* **WHAT YOU NEED TO DO**:
A - In the email thread about writer configuration, what batch size does Casey use as the example for both HDFS and ES?
B - According to the email thread about writer configuration, why does Casey want an override specified at the top level? Answer in one to three sentences.
C - Transcribe the part of the email thread about writer configuration starting at "On Fri, Jan 13, 2017 at 10:54" and ending at "your consensus-driven ones.".

* **DOCUMENT TEXT**:
"""
Nick's concerns about my suggestion were that it was overly complex and
hard to grok and that we could dispense with backwards compatibility and
make people do a bit more work on the default case for the benefits of a
simpler advanced case. (Nick, make sure I don't misstate your position).

Casey


On Fri, Jan 13, 2017 at 10:54 AM, David Lyle <dlyle65535@gmail.com> wrote:

> Casey,
>
> Can you give me a level set of what your thinking is now? I think it's
> global control of all index types + overrides on a per-type basis. Fwiw,
> I'm totally for that, but I want to make sure I'm not imposing my
> pre-concieved notions on your consensus-driven ones.
>
> -D....
>
> On Fri, Jan 13, 2017 at 10:44 AM, Casey Stella <cestella@gmail.com> wrote:
>
> > I am suggesting that, yes.  The configs are essentially the same as
> yours,
> > except there is an override specified at the top level.  Without that, in
> > order to specify both HDFS and ES have batch sizes of 100, you have to
> > explicitly configure each.  It's less that I'm trying to have backwards
> > compatibility and more that I'm trying to make the majority case easy:
> both
> > writers write everything to a specified index name with a specified batch
> > size (which is what we have now).  Beyond that, I want to allow for
> > specifying an override for the config on a writer-by-writer basis for
> those
> > who need it.
> >
> > On Fri, Jan 13, 2017 at 10:39 AM, Nick Allen <nick@nickallen.org> wrote:
> >
> > > Are you saying we support all of these variants?  I realize you are
> > trying
> > > to have some backwards compatibility, but this also makes it harder
> for a
> > > user to grok (for me at least).
"""
* **DATASET CONTENT**:
"""
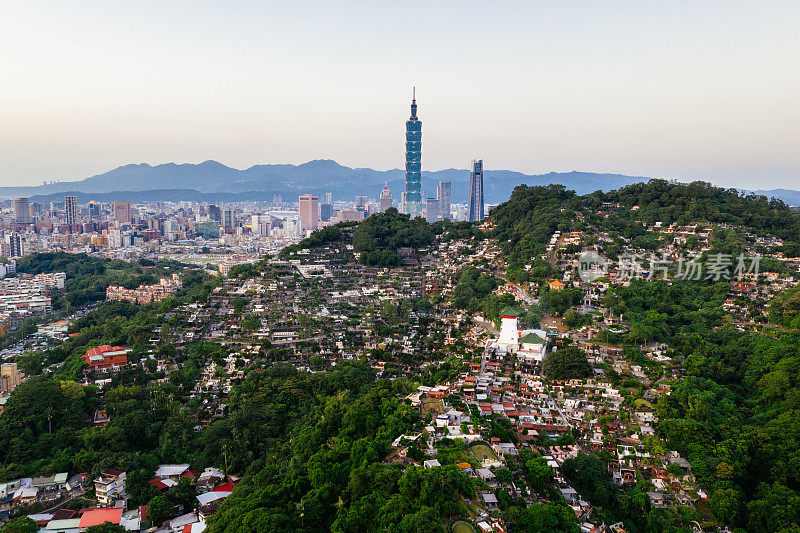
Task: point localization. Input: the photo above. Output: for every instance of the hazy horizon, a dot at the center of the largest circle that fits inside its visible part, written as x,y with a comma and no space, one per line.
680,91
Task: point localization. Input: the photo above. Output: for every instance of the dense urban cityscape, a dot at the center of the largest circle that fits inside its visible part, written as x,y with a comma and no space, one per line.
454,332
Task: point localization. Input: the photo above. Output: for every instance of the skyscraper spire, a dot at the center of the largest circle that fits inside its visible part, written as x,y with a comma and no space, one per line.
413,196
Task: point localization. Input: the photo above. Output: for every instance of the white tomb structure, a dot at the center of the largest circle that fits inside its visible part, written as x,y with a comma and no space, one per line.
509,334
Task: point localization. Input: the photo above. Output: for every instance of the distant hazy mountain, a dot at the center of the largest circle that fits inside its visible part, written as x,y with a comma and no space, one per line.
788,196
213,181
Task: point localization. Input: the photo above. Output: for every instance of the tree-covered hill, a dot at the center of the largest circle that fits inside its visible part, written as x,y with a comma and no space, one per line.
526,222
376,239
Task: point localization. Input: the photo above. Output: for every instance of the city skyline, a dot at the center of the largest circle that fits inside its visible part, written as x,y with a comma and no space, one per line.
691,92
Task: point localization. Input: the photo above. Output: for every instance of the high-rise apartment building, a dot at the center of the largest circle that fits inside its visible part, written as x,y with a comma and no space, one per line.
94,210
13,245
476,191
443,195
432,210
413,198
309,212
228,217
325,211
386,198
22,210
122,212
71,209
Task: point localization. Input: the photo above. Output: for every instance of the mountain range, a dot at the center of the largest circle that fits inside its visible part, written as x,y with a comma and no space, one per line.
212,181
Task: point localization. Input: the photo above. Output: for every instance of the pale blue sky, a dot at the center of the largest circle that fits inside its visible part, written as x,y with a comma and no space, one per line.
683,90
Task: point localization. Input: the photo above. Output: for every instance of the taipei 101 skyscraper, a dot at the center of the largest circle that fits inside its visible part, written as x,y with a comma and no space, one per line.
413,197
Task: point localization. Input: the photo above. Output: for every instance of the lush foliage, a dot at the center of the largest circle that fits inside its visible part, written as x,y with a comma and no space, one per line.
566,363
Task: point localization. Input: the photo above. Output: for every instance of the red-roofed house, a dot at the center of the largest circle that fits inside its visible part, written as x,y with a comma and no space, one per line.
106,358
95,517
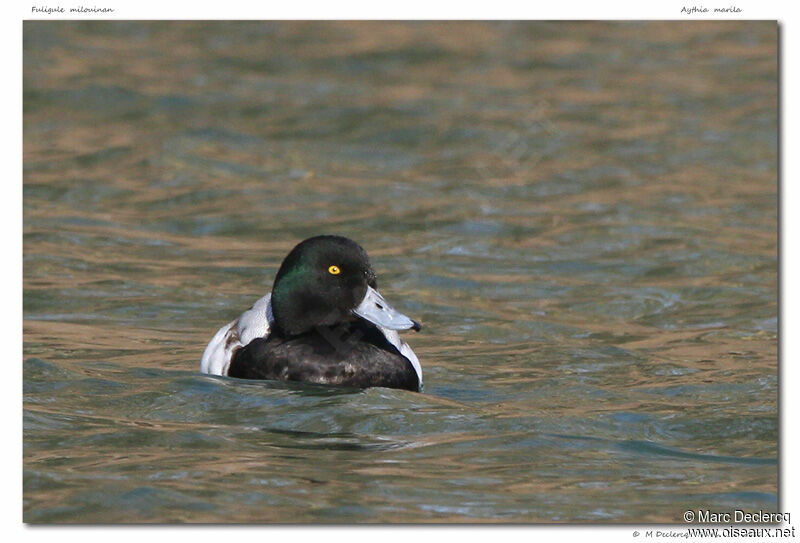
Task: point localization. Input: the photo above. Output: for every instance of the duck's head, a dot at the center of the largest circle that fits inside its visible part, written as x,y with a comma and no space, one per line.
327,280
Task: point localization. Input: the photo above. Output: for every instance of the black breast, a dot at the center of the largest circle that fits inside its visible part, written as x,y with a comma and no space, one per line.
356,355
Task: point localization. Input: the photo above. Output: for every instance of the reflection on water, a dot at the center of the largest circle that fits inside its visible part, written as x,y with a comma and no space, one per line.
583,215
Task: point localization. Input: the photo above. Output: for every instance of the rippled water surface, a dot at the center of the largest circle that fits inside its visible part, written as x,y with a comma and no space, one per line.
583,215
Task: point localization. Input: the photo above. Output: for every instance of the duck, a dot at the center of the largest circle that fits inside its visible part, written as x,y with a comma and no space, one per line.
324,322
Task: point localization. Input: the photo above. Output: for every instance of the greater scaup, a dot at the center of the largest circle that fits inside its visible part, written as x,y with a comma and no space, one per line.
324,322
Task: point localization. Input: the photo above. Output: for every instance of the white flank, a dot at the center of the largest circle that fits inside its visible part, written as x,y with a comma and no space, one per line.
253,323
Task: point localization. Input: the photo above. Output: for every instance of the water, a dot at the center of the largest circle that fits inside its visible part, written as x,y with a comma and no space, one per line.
"""
* **CORRECT ANSWERS**:
A - 100

B - Without a top-level override, giving both HDFS and ES a batch size of 100 would require configuring each writer explicitly. Casey's aim is to make the majority case easy, where both writers write everything to a specified index name with a specified batch size, while still allowing per-writer overrides for those who need them.

C -
On Fri, Jan 13, 2017 at 10:54 AM, David Lyle <dlyle65535@gmail.com> wrote:

> Casey,
>
> Can you give me a level set of what your thinking is now? I think it's
> global control of all index types + overrides on a per-type basis. Fwiw,
> I'm totally for that, but I want to make sure I'm not imposing my
> pre-concieved notions on your consensus-driven ones.